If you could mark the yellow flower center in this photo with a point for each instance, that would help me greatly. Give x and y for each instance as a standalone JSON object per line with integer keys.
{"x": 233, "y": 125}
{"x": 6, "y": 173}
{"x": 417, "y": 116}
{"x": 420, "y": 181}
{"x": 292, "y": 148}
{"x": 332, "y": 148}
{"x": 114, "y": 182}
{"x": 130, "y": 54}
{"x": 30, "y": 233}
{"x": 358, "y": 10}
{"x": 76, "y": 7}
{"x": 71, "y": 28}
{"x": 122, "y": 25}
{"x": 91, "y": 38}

* * *

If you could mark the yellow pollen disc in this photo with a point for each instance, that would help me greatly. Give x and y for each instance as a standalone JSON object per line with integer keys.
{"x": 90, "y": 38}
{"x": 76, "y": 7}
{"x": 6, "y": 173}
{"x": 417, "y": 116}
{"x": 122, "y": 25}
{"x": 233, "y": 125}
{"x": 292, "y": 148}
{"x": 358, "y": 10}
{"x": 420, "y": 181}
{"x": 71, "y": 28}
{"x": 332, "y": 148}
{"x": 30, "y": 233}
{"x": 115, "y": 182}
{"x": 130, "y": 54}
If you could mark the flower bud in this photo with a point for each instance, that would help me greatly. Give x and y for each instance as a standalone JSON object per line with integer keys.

What to work on
Would you print exactly and only the lines of the material above that run from the line with "If you could mark the yellow pollen" through the line with "If you could mark the flower", both included?

Answer space
If you could mark the yellow pollen disc in this photo with a point for each instance, that would help me greatly. Give x and y for each instance as a standalone JSON object per line with integer keys.
{"x": 90, "y": 38}
{"x": 76, "y": 7}
{"x": 6, "y": 173}
{"x": 417, "y": 116}
{"x": 122, "y": 25}
{"x": 233, "y": 125}
{"x": 292, "y": 148}
{"x": 358, "y": 10}
{"x": 420, "y": 181}
{"x": 71, "y": 28}
{"x": 332, "y": 148}
{"x": 30, "y": 233}
{"x": 115, "y": 182}
{"x": 130, "y": 54}
If you could mark the flower bud in this photo with a point for each instance, that would help me greatly. Give x and y for each instance as a standalone JSON object per line with integer keys.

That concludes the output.